> _Testo estratto_

+++

Gabbiadini alla Gazzetta: «Sarri è uno dei migliori con cui abbia lavorato, ma preferisco chi dice le cose in faccia. Con Rafa, sono arrivati due trofei».

Gabbiadini: «Con Benitez, turnover scientifico e il Napoli ha vinto. Con Sarri, titolari e riserve»

L’intervista alla Gazzetta

Manolo Gabbiadini è l’uomo del momento. Ed è anche giusto, dopo lo splendido impatto con la realtà del Southampton, le cinque reti in quattro partite e il corollario di complimenti e rimpianti (napoletani) del caso. L’ultima uscita in ordine di tempo è quella alla e della Gazzetta dello Sport, un’intervista che racconta i suoi primi approcci di e con l’Inghilterra e mette un punto definitivo, forse, con il suo recente passato. E con Sarri.

«La mia esperienza a Napoli va divisa in due momenti. I primi 6 mesi con Benitez le cose funzionarono bene. Il gruppo era davvero unito. Benitez fece una scelta coraggiosa, ma importante: applicava in modo scientifico il turnover. Tra campionato e coppe varie, si giocava ogni tre giorni e c’era spazio per tutti. Le cose sono cambiate con l’arrivo di Sarri».

+++

> _Dati forniti_
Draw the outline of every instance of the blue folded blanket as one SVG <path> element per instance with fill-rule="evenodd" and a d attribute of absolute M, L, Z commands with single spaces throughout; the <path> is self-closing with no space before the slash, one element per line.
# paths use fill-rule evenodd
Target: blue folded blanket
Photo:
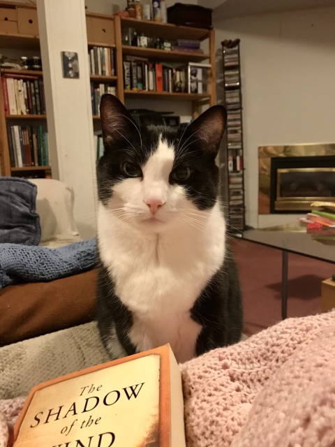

+++

> _Compito richiesto A_
Nel testo sull'intervista a Gabbiadini, riscrivi il brano compreso tra "Manolo Gabbiadini è" e "E con Sarri.", estremi inclusi, sostituendo "partite" con "gare".
> _Compito richiesto B_
Secondo il testo sull'intervista a Gabbiadini, ogni quanti giorni si giocava a Napoli tra campionato e coppe?

> _Soluzione del compito A_
Manolo Gabbiadini è l’uomo del momento. Ed è anche giusto, dopo lo splendido impatto con la realtà del Southampton, le cinque reti in quattro gare e il corollario di complimenti e rimpianti (napoletani) del caso. L’ultima uscita in ordine di tempo è quella alla e della Gazzetta dello Sport, un’intervista che racconta i suoi primi approcci di e con l’Inghilterra e mette un punto definitivo, forse, con il suo recente passato. E con Sarri.

> _Soluzione del compito B_
Ogni tre giorni.